SOURCE PASSAGE
§ §

NJ- Horrors of killing revealed

7-10-2005 New Jersey:

A mentally ill inmate begged for mercy, was sexually assaulted and stomped for more than 30 minutes before guards at the Camden County Jail discovered the January 2004 killing, according to a prisoner's eyewitness account, revealed for the first time in court papers filed Friday.

Joel Seidel, 65, a frail retired stockbroker, was placed in the same cell with Marvin Lister, then 35, early on the morning of Jan. 27, 2004. Lister had a violent history and was in jail on charges he had raped another psychiatric patient. Seidel had violated a restraining order to stay away from his family and was known in his Cherry Hill neighborhood as a nuisance who sang along with Broadway show tunes played on a boom box.

Investigators questioned inmate Wylie Evans about three hours after Seidel's death. He told investigators he had a clear view into Seidel's cell. He also said he had been taking medication and was in the same mental health unit with Seidel and Lister.

§ §

(Referring-expression pointing data)

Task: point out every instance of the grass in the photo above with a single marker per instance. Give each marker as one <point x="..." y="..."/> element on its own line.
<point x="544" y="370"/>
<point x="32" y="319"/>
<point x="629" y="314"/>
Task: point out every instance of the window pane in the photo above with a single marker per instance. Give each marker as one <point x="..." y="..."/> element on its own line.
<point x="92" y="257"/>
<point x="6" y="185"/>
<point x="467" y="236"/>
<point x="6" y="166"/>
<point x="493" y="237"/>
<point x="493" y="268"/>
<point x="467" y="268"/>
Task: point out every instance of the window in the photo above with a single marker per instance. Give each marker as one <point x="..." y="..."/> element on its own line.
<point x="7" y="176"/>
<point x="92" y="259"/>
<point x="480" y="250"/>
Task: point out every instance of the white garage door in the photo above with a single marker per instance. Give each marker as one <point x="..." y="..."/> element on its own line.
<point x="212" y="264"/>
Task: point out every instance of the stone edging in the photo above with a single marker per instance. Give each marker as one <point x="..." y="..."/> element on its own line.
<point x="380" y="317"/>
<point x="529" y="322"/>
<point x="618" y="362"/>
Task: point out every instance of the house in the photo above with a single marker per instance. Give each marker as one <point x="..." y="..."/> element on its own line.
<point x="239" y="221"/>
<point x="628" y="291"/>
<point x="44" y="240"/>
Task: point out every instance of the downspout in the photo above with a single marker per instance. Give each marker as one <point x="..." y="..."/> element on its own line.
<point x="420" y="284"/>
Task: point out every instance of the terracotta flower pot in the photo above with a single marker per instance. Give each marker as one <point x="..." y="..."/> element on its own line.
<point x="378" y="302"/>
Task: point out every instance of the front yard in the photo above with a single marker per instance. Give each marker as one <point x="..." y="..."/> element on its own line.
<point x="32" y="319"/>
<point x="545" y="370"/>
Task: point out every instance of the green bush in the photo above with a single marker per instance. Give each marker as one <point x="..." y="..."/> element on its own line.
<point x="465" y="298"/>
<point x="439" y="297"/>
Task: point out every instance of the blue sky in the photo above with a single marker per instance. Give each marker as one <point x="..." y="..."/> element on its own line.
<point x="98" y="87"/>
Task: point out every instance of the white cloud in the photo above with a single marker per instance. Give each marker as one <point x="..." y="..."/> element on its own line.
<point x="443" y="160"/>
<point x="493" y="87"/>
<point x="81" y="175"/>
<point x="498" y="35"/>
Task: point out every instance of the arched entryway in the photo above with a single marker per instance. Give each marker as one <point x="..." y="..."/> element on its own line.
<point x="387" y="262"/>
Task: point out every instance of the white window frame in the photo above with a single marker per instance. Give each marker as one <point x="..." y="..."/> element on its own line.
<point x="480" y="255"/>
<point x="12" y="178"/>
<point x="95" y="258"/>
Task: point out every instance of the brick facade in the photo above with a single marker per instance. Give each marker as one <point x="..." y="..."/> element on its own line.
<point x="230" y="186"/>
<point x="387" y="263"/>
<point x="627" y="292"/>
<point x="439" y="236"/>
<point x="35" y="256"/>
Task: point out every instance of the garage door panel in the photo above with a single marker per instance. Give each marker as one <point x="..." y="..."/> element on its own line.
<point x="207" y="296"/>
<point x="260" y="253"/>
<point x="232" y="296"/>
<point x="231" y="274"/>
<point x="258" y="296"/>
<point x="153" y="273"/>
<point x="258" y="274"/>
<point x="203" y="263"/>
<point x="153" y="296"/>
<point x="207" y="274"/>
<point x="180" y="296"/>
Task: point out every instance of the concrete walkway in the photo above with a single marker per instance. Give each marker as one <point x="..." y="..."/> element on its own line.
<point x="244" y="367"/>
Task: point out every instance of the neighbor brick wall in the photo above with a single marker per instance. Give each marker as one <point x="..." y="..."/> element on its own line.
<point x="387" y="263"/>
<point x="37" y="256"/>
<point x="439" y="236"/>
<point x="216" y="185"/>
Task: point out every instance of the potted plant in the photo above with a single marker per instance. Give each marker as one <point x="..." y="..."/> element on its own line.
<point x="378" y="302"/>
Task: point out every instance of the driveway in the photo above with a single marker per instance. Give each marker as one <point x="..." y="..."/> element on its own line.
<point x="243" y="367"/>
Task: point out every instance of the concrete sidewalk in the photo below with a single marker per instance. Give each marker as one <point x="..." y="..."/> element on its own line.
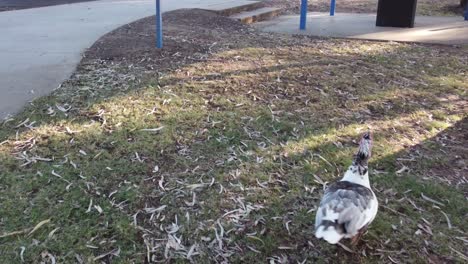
<point x="40" y="47"/>
<point x="434" y="30"/>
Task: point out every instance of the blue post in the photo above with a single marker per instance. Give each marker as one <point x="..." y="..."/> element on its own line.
<point x="466" y="12"/>
<point x="158" y="25"/>
<point x="303" y="15"/>
<point x="332" y="7"/>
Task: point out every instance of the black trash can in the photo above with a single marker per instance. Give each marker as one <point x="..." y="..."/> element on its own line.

§ §

WORK REQUIRED
Continue the news report on the Camden County Jail killing, starting after its final sentence.

RESPONSE
"Marvin ripped his clothes off . . . I was looking at Joel's face, and he was screaming, hollering, please don't do this, and it sounded like he said don't rape me," Evans told investigators. "Marvin must have raped him for about, for about 15 minutes."

Lister stomped Seidel with his feet for more than 30 minutes, Evans told investigators. A videotape shows at least 25 minutes passed before guards discovered the body, according to attorneys for Seidel's family.

The transcript of the interview with Evans was included in a 102-page motion filed Friday in U.S. District Court in Camden by attorneys representing Seidel's estate. The Courier-Post obtained the filing through PACER, an online service that provides access to federal court records.

The motion requested the release of personnel files of the guards on duty that morning.

Lister has been charged in Seidel's killing. He is not charged with sexual assault. A spokesman for the Camden County Prosecutor's Office said he could not discuss Evans' credibility.

"I'm not going to comment on whether it's accurate or not," said Mike Cantner, a deputy chief at the prosecutor's office. "That case is still pending grand jury. Additional charges could always be lodged at grand jury."

Evans was sentenced to five years for two counts of attempted burglary, state records show. He is now at the South Woods state prison in Bridgeton.

Other inmates told the prosecutor's office that Lister had previously threatened Seidel, according to a prosecutor's report by investigator Randall C. MacNair included in the motion filed Friday.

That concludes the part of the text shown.